#### Trecho do documento
========

Diário Eletrônico

PODER JUDICIÁRIO

TRIBUNAL REGIONAL FEDERAL DA 3ª REGIÃO

APELAÇÃO CÍVEL (198) Nº 0033504-30.2008.4.03.6100

RELATOR: Gab. 09 - DES. FED. NELTON DOS SANTOS

APELANTE: UNIÃO FEDERAL

APELADO: LOCALFRIO S.A. ARMAZENS GERAIS FRIGORIFICOS.

Advogado do(a) APELADO: GILBERTO VIEIRA DE ANDRADE - SP58126-A

OUTROS PARTICIPANTES:

 

 


 

  

APELAÇÃO CÍVEL (198) Nº 0033504-30.2008.4.03.6100

RELATOR: Gab. 09 - DES. FED. NELTON DOS SANTOS

APELANTE: UNIÃO FEDERAL

 

APELADO: LOCALFRIO S.A. ARMAZENS GERAIS FRIGORIFICOS.

Advogado do(a) APELADO: GILBERTO VIEIRA DE ANDRADE - SP58126-A

OUTROS PARTICIPANTES:

 

 

 

  

 

R E L A T Ó R I O

 

 

O Senhor Desembargador Federal Nelton dos Santos (Relator): Trata-se de embargos de declaração opostos pela União, em face do acórdão (Id 122611706), que, à unanimidade, negou provimento à apelação, concluindo pelo direito da apelada, na condição de depositária das mercadorias abandonadas e/ou apreendidas e colocadas à disposição da União Federal, de cobrar a tarifa de armazenagem correspondente.

Eis a ementa do julgado:

“ADMINISTRATIVO. PROCESSUAL CIVIL. ADUANEIRO. TARIFA DE ARMAZENAGEM. MERCADORIA ABANDONADA. PENA DE PERDIMENTO APLICADA. RESPONSABILIDADE DA RECEITA FEDERAL DO BRASIL. DECRETO-LEI 1.455/1976. ALEGAÇÃO DE PRESCRIÇÃO. AFASTADA. APELAÇÃO DA UNIÃO DESPROVIDA.

========

#### Dados armazenados

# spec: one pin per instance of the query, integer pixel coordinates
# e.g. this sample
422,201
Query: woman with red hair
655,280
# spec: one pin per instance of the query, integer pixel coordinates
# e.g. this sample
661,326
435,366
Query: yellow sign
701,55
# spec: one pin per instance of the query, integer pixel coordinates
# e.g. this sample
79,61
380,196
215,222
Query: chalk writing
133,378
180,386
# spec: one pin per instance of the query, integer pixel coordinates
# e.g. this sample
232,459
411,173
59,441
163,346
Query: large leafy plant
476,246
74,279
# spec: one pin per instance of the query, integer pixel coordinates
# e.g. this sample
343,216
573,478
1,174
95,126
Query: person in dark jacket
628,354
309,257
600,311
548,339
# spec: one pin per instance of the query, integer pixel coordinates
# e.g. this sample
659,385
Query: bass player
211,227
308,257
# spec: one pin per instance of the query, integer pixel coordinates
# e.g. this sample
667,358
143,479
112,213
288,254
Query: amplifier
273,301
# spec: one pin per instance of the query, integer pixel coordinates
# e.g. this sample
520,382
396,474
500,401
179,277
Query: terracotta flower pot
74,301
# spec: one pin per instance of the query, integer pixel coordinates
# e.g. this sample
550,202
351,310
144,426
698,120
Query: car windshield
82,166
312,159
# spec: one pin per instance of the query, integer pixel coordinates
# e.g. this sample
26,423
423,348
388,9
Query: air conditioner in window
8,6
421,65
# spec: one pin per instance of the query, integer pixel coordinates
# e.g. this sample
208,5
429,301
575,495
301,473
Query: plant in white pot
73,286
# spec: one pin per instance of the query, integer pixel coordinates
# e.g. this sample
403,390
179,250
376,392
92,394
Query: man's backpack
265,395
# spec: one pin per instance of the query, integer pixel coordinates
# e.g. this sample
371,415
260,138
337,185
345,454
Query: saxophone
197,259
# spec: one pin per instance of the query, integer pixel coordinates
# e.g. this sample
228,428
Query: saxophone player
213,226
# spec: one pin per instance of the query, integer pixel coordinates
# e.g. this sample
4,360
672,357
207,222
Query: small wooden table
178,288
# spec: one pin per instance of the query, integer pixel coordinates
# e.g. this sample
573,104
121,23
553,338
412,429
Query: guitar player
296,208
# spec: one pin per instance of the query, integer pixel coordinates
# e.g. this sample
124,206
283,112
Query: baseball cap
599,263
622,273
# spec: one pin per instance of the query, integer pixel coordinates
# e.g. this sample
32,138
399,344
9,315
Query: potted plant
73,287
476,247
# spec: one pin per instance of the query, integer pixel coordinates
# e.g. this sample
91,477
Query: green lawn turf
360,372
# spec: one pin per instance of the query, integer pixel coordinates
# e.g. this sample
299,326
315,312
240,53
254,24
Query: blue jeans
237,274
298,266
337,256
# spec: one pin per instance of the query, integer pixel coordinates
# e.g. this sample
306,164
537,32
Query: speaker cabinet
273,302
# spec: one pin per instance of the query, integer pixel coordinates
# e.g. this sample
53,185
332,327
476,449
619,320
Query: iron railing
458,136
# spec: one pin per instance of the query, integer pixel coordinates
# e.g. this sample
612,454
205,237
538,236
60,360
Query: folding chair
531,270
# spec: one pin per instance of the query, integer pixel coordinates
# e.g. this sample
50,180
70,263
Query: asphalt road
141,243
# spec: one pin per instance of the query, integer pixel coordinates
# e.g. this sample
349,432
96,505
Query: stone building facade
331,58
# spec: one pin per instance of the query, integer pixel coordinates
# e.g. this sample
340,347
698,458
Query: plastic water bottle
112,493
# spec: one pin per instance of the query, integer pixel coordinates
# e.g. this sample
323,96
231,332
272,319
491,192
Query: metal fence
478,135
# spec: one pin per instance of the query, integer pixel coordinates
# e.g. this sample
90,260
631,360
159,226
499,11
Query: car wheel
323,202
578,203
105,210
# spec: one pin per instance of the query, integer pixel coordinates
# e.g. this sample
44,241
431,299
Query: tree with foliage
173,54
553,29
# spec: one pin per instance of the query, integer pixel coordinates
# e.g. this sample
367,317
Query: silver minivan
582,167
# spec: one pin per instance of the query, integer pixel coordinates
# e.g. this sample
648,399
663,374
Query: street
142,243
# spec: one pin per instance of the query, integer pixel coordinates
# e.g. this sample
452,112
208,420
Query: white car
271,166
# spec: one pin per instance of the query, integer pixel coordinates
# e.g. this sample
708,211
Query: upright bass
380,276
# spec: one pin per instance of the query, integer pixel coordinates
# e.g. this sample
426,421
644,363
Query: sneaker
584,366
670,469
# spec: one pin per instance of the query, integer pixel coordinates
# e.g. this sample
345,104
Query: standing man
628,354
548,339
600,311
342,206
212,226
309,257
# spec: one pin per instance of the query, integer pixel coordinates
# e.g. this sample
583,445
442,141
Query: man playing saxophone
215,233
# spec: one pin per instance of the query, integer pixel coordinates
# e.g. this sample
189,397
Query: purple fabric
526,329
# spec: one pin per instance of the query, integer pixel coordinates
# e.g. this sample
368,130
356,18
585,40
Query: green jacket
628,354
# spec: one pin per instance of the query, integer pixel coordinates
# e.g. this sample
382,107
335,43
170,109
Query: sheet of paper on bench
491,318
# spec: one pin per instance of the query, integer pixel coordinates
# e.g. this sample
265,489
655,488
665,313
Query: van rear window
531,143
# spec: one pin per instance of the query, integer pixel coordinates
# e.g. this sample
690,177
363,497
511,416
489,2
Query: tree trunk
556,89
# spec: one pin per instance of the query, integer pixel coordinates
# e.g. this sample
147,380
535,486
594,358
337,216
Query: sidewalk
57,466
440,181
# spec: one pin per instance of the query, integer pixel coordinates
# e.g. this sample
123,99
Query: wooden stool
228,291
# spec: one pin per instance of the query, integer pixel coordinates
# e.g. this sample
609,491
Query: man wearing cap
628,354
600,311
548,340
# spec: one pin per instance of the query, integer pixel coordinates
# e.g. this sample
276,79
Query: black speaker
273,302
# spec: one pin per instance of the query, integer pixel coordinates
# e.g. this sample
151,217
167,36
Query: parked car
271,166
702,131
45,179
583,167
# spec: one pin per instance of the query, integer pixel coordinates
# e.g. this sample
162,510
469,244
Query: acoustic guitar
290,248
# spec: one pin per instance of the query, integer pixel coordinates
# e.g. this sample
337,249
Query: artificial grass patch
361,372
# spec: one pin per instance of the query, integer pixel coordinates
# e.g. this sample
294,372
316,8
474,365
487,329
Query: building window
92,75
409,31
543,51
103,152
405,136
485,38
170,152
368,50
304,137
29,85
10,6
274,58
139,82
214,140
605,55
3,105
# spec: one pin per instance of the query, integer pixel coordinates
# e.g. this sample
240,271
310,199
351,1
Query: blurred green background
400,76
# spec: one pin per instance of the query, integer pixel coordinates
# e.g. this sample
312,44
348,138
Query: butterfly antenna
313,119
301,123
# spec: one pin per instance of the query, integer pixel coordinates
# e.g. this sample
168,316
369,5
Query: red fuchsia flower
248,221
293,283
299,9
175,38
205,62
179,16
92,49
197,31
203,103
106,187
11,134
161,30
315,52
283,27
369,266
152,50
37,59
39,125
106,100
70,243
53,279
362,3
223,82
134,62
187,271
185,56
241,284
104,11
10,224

========

#### Objetivo A
Segundo o trecho do documento, quem opôs os embargos de declaração contra o acórdão?
#### Objetivo B
Prossiga com o trecho do documento, sobre a apelação da União quanto à tarifa de armazenagem, a partir do ponto em que ele termina.

#### Resultado da tarefa A
A União.

#### Resultado da tarefa B
Caso em que a parte autora visa provimento jurisdicional que declare a obrigação da União ao pagamento das despesas com a taxa de armazenagem dos bens apreendidos e abandonados, mantidos sob o depósito da primeira.

O termo inicial para a contagem do prazo prescricional no caso sub judice é a decisão final do processo administrativo em qual foi requerido o pagamento das importâncias inerentes às tarifas de armazenagem. Dessa forma, fica afastada a referida alegação, porquanto não esgotado o prazo prescricional quinquenal, no caso concreto.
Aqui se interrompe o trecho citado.